▸ **WHAT YOU WILL DO**:
Please rewrite the listing below, beginning at the line that contains "Given the photo provided, confirm whether any gravel" and stopping after the line that contains "1107 388 1116 475". Shift every bounding-box coordinate in the answers by -31 and leave all other lines unchanged.

+ + + + +

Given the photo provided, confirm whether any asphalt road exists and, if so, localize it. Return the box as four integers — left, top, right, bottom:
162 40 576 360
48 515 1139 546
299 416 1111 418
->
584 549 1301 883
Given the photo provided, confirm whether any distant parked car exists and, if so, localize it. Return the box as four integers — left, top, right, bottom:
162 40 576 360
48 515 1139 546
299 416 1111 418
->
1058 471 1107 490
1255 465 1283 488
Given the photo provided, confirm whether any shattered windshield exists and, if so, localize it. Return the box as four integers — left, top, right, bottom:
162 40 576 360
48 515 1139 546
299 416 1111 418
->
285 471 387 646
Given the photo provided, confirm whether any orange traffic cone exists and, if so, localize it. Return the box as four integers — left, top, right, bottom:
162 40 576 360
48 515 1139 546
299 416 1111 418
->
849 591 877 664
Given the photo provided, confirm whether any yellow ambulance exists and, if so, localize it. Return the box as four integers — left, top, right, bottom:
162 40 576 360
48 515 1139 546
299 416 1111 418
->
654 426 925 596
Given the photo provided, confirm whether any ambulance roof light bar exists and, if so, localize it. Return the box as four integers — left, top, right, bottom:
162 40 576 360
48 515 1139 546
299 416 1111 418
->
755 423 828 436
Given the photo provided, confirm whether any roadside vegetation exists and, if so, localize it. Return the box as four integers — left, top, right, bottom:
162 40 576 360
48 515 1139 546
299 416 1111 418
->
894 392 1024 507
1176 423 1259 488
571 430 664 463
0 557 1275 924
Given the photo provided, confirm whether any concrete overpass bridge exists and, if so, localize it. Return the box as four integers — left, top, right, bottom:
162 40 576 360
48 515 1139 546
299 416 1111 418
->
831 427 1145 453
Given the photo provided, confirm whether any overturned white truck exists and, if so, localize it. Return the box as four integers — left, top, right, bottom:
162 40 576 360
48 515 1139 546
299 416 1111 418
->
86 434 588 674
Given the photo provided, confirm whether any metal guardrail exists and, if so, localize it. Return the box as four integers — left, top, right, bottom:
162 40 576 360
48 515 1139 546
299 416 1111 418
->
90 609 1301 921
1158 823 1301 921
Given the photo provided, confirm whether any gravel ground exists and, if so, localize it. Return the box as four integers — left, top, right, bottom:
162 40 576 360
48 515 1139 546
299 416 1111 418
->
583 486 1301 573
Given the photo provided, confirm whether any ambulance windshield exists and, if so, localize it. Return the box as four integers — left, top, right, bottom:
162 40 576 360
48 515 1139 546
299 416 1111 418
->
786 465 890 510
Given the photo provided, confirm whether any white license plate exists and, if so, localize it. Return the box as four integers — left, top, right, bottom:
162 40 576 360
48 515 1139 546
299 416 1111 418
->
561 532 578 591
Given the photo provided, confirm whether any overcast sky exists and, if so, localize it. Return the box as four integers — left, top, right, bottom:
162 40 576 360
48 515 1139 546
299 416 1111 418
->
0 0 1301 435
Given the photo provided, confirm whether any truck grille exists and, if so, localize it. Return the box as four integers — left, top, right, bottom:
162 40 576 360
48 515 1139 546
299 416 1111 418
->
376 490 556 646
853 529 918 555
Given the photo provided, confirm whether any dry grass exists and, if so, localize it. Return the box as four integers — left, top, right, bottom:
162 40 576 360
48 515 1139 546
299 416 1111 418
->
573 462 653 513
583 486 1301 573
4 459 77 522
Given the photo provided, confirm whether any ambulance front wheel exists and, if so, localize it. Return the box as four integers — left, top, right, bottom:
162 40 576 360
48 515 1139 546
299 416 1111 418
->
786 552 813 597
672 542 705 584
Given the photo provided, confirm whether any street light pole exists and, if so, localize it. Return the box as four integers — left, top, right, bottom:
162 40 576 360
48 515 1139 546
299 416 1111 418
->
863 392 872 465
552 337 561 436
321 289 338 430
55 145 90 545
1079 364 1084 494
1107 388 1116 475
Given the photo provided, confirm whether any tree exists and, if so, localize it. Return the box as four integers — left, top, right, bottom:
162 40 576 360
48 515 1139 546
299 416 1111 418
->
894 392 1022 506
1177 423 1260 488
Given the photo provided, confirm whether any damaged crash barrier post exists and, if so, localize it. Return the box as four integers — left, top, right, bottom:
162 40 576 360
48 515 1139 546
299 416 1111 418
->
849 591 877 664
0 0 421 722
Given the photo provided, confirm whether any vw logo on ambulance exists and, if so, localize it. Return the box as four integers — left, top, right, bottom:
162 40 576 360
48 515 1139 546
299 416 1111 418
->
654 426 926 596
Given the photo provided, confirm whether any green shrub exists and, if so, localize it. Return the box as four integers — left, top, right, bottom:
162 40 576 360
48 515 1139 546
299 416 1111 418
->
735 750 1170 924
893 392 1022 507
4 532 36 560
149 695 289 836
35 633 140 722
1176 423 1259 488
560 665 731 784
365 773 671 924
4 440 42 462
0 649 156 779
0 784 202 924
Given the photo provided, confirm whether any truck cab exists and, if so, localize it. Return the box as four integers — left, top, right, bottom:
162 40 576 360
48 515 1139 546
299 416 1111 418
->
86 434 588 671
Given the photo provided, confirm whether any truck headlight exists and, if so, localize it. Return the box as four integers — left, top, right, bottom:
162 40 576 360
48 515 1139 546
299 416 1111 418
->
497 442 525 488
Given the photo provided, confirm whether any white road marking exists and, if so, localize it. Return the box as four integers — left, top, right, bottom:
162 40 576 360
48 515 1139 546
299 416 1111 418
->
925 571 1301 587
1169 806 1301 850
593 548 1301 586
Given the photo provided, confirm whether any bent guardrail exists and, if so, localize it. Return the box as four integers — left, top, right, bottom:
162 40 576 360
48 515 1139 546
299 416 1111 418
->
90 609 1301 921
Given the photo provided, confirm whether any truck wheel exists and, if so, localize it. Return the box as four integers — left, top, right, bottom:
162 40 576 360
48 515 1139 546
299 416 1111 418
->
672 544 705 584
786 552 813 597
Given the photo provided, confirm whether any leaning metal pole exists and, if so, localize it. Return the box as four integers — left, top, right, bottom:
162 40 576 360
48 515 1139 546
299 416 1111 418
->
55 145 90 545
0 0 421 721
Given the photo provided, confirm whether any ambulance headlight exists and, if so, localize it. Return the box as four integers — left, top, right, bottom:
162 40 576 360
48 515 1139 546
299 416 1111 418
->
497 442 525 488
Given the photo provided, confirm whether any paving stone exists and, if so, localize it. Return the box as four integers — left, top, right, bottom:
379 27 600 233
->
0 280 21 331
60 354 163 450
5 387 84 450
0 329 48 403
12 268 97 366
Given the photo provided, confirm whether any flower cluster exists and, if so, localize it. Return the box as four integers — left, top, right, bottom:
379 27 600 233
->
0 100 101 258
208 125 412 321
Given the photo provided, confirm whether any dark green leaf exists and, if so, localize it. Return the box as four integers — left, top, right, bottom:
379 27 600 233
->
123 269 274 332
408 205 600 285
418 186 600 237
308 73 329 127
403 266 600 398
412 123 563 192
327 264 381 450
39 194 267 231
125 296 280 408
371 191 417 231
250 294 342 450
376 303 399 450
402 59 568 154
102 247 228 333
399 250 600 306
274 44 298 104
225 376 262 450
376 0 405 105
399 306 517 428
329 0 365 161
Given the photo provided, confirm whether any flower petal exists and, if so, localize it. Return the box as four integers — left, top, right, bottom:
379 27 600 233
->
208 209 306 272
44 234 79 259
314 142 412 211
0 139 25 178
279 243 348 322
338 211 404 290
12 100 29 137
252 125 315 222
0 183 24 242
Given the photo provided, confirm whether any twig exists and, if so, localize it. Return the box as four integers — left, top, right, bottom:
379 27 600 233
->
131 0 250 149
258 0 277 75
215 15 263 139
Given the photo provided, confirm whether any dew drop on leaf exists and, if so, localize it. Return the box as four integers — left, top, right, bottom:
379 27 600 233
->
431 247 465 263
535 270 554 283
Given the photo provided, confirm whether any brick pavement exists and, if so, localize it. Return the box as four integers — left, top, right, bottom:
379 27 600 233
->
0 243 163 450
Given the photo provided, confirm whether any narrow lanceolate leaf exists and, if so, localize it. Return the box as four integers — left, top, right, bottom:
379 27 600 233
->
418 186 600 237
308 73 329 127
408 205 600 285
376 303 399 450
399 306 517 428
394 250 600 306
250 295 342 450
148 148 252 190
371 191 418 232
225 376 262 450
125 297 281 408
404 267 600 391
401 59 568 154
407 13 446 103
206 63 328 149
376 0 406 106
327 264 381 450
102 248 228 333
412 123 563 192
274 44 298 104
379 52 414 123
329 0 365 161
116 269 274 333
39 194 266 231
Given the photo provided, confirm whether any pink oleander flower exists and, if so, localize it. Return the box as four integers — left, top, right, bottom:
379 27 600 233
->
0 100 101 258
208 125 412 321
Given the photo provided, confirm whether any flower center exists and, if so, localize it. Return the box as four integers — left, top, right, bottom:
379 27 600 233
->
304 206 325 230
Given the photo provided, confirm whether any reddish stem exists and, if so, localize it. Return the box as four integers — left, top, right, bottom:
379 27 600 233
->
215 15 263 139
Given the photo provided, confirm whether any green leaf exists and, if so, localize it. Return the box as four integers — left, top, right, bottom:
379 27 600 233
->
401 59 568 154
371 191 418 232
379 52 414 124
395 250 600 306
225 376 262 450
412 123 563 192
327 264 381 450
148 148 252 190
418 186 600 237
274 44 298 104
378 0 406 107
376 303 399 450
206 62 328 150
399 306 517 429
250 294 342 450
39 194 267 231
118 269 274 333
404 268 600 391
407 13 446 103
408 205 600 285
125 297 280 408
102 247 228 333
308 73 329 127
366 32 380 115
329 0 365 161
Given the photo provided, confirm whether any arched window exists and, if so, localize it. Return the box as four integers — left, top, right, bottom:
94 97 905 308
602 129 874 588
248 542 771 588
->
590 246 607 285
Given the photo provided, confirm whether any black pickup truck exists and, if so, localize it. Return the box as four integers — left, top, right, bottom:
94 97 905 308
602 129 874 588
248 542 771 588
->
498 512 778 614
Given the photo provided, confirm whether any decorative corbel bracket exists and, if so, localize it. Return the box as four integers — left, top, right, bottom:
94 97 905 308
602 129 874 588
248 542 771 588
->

+ + + + +

▸ **RESULT OF THE TASK**:
Given the photo provided, confirm whether any gravel ground exists and, if so, localize it. Return the box as four integers — left, top, right, bottom:
162 40 576 360
48 515 1139 546
299 416 1111 418
->
552 455 1270 542
Given the photo provided, confirm whether any ambulance windshield exists and, if so, localize it. Return the box as four integers — left, top, right, bottom:
162 40 576 360
48 515 1139 546
299 416 1111 418
->
755 434 859 479
Given the photo provided, confirm whether any white license plate exists and, if so, localize it. Return the box as four integers — left, top, right, bottom:
162 40 576 360
48 515 1139 546
299 416 1111 418
->
530 501 547 560
Given the photo provided, confirm whether any overcast sky exists and, if so, localize it. Return the box as four integers — left, top, right, bottom:
162 40 576 360
48 515 1139 546
299 416 1111 418
->
-31 -31 1270 404
Given the photo provided, confirm whether any truck grille exists and, if so, localize it. Return the box as four integers — left, top, right, bottom:
162 40 576 360
48 515 1139 546
299 416 1111 418
->
345 459 525 615
822 498 887 524
Given the photo provided, confirm whether any dry grass exists and, if so, localize it. Return the box as four integers — left, top, right, bottom:
162 40 576 360
48 515 1139 546
299 416 1111 418
->
542 431 622 482
552 455 1270 542
-27 428 46 491
Given the photo provided, confirm whether any ambulance front wheel exists and, if so, localize it. Return the box as four integers — left, top, right, bottom:
162 40 576 360
48 515 1139 546
299 416 1111 418
->
755 521 782 566
641 511 674 553
Given the photo provided, confirm whether any street light pole exists and, if so, localize it. Return the box as four integers — left, top, right, bottom:
162 40 576 360
48 515 1139 546
299 416 1111 418
->
832 361 841 434
521 306 530 405
290 258 307 399
24 114 59 514
1048 333 1053 463
1076 357 1085 444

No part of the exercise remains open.